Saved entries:
"""
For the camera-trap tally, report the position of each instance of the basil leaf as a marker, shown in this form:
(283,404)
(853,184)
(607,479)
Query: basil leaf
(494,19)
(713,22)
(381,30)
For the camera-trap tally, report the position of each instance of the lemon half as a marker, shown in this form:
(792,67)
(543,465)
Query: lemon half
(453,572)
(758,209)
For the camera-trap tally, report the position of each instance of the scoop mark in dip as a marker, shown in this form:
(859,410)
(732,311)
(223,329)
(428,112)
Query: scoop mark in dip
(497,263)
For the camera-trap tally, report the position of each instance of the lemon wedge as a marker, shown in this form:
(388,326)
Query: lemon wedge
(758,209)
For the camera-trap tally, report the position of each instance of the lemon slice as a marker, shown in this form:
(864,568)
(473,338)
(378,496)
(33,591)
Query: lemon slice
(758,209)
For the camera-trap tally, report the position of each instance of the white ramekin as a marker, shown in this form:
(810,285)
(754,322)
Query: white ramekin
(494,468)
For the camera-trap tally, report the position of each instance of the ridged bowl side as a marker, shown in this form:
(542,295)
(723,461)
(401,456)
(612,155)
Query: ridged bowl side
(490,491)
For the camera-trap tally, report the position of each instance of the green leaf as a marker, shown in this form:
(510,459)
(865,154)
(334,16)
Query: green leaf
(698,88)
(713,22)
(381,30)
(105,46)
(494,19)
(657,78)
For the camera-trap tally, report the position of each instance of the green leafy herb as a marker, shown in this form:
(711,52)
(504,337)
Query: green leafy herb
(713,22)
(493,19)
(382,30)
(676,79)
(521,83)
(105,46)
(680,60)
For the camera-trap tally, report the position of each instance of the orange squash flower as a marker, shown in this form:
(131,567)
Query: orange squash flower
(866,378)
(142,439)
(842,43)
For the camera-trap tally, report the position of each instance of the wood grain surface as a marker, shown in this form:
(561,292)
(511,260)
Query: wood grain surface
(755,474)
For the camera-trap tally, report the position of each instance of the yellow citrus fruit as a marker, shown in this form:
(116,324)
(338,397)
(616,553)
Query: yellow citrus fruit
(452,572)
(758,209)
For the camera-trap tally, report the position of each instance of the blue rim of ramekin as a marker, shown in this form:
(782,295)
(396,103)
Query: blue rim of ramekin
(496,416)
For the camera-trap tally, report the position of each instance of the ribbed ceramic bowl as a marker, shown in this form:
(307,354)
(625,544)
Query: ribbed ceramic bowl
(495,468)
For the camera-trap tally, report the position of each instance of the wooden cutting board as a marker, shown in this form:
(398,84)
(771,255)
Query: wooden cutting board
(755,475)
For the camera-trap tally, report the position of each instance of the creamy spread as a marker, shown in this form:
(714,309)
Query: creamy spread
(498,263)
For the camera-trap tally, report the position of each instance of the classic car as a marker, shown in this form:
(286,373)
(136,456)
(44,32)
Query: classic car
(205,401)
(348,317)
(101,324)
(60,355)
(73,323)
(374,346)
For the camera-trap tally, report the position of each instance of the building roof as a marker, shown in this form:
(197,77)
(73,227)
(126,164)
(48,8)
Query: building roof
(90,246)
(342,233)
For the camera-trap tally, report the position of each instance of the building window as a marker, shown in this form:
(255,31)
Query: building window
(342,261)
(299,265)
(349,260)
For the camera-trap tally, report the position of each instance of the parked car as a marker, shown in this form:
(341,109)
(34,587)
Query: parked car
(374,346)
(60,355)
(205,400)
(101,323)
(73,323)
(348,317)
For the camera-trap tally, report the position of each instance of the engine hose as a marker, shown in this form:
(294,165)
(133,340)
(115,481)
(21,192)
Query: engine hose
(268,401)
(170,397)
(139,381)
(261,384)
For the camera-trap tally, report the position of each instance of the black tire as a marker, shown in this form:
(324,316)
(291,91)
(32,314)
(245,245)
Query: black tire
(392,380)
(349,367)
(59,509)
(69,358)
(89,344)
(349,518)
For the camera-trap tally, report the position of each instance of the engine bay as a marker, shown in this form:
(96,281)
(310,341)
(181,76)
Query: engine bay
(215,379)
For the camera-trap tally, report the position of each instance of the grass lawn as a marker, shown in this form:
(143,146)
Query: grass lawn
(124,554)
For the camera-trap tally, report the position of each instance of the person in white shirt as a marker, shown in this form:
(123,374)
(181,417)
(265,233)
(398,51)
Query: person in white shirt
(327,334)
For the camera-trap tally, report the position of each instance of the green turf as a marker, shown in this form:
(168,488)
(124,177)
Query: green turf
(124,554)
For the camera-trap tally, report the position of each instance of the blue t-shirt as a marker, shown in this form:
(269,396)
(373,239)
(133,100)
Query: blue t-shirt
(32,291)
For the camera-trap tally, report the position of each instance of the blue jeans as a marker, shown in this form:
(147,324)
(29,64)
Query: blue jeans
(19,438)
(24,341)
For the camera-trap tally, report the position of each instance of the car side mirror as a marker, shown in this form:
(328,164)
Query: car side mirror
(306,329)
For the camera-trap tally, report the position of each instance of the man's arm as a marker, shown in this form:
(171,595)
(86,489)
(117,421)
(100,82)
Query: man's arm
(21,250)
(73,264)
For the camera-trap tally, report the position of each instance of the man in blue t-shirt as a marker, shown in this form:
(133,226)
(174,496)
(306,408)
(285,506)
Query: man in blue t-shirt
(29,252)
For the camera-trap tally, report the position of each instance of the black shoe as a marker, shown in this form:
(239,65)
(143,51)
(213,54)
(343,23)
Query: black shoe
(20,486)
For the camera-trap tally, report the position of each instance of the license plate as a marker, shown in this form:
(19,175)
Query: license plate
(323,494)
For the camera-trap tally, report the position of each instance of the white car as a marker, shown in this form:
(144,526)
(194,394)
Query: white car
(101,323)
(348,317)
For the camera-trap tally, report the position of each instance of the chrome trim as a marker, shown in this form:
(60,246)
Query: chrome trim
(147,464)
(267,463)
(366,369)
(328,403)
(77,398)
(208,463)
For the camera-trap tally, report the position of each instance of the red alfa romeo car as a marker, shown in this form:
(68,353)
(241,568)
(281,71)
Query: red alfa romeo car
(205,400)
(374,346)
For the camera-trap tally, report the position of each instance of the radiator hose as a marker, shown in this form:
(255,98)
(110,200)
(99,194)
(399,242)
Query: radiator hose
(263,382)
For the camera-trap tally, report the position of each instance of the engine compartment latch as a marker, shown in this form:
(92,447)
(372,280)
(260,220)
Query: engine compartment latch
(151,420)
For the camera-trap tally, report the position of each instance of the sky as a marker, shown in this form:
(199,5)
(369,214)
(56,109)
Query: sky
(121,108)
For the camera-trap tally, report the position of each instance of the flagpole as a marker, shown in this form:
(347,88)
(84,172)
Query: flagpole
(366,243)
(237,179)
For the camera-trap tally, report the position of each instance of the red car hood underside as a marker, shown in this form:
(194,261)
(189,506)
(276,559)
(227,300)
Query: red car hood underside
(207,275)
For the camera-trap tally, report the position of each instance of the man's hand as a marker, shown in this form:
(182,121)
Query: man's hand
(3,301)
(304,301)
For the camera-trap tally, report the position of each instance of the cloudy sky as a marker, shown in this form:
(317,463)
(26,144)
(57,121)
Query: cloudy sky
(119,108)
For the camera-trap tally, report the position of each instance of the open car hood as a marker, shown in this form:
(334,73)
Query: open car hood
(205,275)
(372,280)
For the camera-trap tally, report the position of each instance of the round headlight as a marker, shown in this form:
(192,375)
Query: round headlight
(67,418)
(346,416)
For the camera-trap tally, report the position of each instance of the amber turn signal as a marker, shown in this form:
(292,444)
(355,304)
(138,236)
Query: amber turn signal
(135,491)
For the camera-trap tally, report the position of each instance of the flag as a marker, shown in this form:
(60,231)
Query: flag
"""
Task instructions: Print out the data exactly once more.

Your solution:
For the camera-trap tally, report the position of each instance of the basil leaf as a marker, shown in this form:
(283,404)
(853,184)
(607,479)
Query: basil leaf
(494,19)
(713,22)
(381,30)
For the camera-trap tally, report the position of each instance of the lemon half as a marker, shown in this form:
(792,67)
(543,465)
Query: lemon half
(453,572)
(758,209)
For the camera-trap tally, report the position of each instance of the scoop mark in dip as a marker, shown in this form:
(859,410)
(732,311)
(223,329)
(428,112)
Query: scoop mark in dip
(497,263)
For the camera-trap tally, report the position of each instance of the lemon wedge as a marker, shown in this form:
(388,326)
Query: lemon wedge
(758,209)
For the camera-trap tally, report the position of each instance of the lemon slice as a marker, shown in this form:
(864,568)
(473,338)
(378,496)
(33,591)
Query: lemon slice
(758,209)
For the camera-trap tally, report the position of each instance of the white ramekin as a marker, shown in this form:
(810,285)
(754,322)
Query: white ramekin
(494,468)
For the camera-trap tally, report the position of each instance of the ridged bowl side as a marker, shown in this form:
(542,295)
(723,461)
(401,456)
(612,155)
Query: ridged bowl side
(490,491)
For the camera-trap tally, report the position of each instance of the green leaf as a marker, shown in this form:
(510,459)
(865,154)
(334,16)
Query: green leaf
(698,88)
(713,22)
(381,30)
(105,46)
(494,19)
(657,78)
For the camera-trap tally, report the position of each instance of the green leafy herb as a marker, shown in this form:
(711,52)
(504,337)
Query: green leafy herb
(713,22)
(493,19)
(382,30)
(676,79)
(521,83)
(105,46)
(680,60)
For the camera-trap tally, report the position of each instance of the orange squash flower as a marker, shown in this form:
(131,567)
Query: orange squash flower
(866,378)
(142,439)
(842,43)
For the camera-trap tally, report the position of each instance of the wood grain surface as a marker, shown in this form:
(561,292)
(511,260)
Query: wood grain surface
(755,474)
For the camera-trap tally, report the position of each instance of the yellow citrus fruit as a marker, shown in this form:
(116,324)
(338,397)
(616,553)
Query: yellow citrus fruit
(452,572)
(758,209)
For the camera-trap tally, report the position of each instance of the blue rim of ramekin as a marker, shown in this form:
(782,295)
(396,103)
Query: blue rim of ramekin
(496,416)
For the camera-trap tally, report the position of each instance of the ribbed ceramic bowl as a marker, shown in this form:
(307,354)
(625,544)
Query: ribbed ceramic bowl
(495,468)
For the camera-trap tally, report the position of each instance of the wooden cutting board as a marker, shown in this form:
(398,84)
(771,255)
Query: wooden cutting board
(755,475)
For the camera-trap tally, report the position of each instance of the creamy spread as a marker, shown in this form:
(714,309)
Query: creamy spread
(498,263)
For the camera-trap tally, report the position of each instance of the classic car as a marker, shown in this form:
(286,373)
(136,456)
(44,32)
Query: classic car
(205,401)
(348,317)
(101,324)
(60,355)
(73,323)
(374,346)
For the camera-trap tally, report the position of each instance of the building roof as a marker, shown in this form:
(197,77)
(73,227)
(126,164)
(48,8)
Query: building roof
(90,246)
(342,233)
For the camera-trap tally, report the position of each instance of the building window as a marker, shown in this form:
(255,31)
Query: building window
(342,261)
(299,265)
(349,260)
For the camera-trap tally, report the position of each instance of the parked car as a marker, shown in this form:
(341,109)
(34,587)
Query: parked car
(374,346)
(60,355)
(205,400)
(101,323)
(73,323)
(348,317)
For the camera-trap tally, report the position of each instance of the engine hose as a marker, shown in this form:
(294,165)
(133,340)
(115,481)
(21,192)
Query: engine hose
(268,401)
(170,397)
(139,381)
(261,384)
For the camera-trap tally, report the position of each instance of the black tire as a marker, shown in this form:
(324,316)
(291,91)
(32,314)
(245,245)
Query: black tire
(392,380)
(349,367)
(59,509)
(69,358)
(89,344)
(349,518)
For the camera-trap tally, report the position of each instance of the engine bay as a marker, shown in this form:
(96,281)
(310,341)
(181,76)
Query: engine bay
(215,379)
For the camera-trap tally, report the position of each instance of the grass lawn as a marker, shown in this form:
(143,146)
Query: grass lawn
(124,554)
For the camera-trap tally, report the position of each instance of the person in white shirt as a marker, shown in this form:
(123,374)
(181,417)
(265,233)
(398,51)
Query: person in white shirt
(327,334)
For the camera-trap tally, report the position of each instance of the green turf as a marker, shown in this form:
(168,488)
(124,177)
Query: green turf
(124,554)
For the camera-trap tally, report the position of each instance of the blue t-shirt as a marker, shown in this form:
(269,396)
(373,239)
(133,100)
Query: blue t-shirt
(32,291)
For the camera-trap tally, report the position of each instance of the blue jeans as a marker, shown in this form:
(147,324)
(29,64)
Query: blue jeans
(19,438)
(24,341)
For the camera-trap tally, report the position of each instance of the car side mirror as a marker, shown in this form:
(328,164)
Query: car side mirror
(306,329)
For the camera-trap tally, report the position of each instance of the man's arm as a marker, shown in this form:
(171,595)
(86,489)
(117,421)
(100,82)
Query: man's arm
(21,250)
(73,264)
For the camera-trap tally, report the position of each instance of the man in blue t-shirt as a marker, shown in this form:
(133,226)
(174,496)
(306,408)
(285,506)
Query: man in blue t-shirt
(29,252)
For the camera-trap tally, report the position of each instance of the black shoe as a marker, shown in this form:
(239,65)
(143,51)
(213,54)
(343,23)
Query: black shoe
(20,486)
For the camera-trap tally, report the position of each instance of the license plate as a marker, shown in this form:
(19,175)
Query: license plate
(323,494)
For the camera-trap tally, report the position of each instance of the white car as a marker, shown in this form:
(144,526)
(194,394)
Query: white car
(101,323)
(348,317)
For the camera-trap tally, report the position of each instance of the chrome trim as a marker, shown in this form:
(60,246)
Query: chrome trim
(147,464)
(267,463)
(366,369)
(328,403)
(77,398)
(208,463)
For the camera-trap tally, report the position of each instance of the red alfa romeo car as a marker, shown in this form:
(68,353)
(241,568)
(281,71)
Query: red alfa romeo car
(205,400)
(374,346)
For the camera-trap tally, report the position of each instance of the radiator hose as a marker, shown in this form:
(255,98)
(110,200)
(99,194)
(399,242)
Query: radiator hose
(263,382)
For the camera-trap tally, report the position of each instance of the engine compartment latch as a marker, shown in this form:
(92,447)
(372,280)
(260,220)
Query: engine compartment latch
(151,420)
For the camera-trap tally, report the position of each instance of the sky as a marker, shown in this form:
(199,5)
(369,214)
(56,109)
Query: sky
(121,108)
For the camera-trap tally, report the position of each instance of the flagpole as a marker, shown in this form:
(347,88)
(84,172)
Query: flagpole
(366,243)
(237,179)
For the camera-trap tally, report the position of each instance of the red car hood underside as a marker, shown in this form:
(194,261)
(189,506)
(276,559)
(227,300)
Query: red car hood underside
(207,275)
For the camera-trap tally, report the position of each instance of the man's hand as a marker, shown in this form:
(182,121)
Query: man's hand
(3,301)
(304,301)
For the camera-trap tally, report the position of each instance of the cloudy sky as a marker, shown in this form:
(317,463)
(26,144)
(57,121)
Query: cloudy sky
(119,108)
For the camera-trap tally, report the position of each instance of the open car hood as a marker, shown in this form:
(334,73)
Query: open car hood
(205,275)
(372,280)
For the camera-trap tally, report the position of each instance of the round headlight as a marker, shown in this form:
(192,375)
Query: round headlight
(67,418)
(346,416)
For the camera-trap tally, report the position of each instance of the amber turn signal as a marker, shown in this form:
(292,444)
(355,304)
(138,236)
Query: amber turn signal
(135,491)
For the camera-trap tally, report the position of each instance of the flag as a marker, shown in this form:
(60,231)
Query: flag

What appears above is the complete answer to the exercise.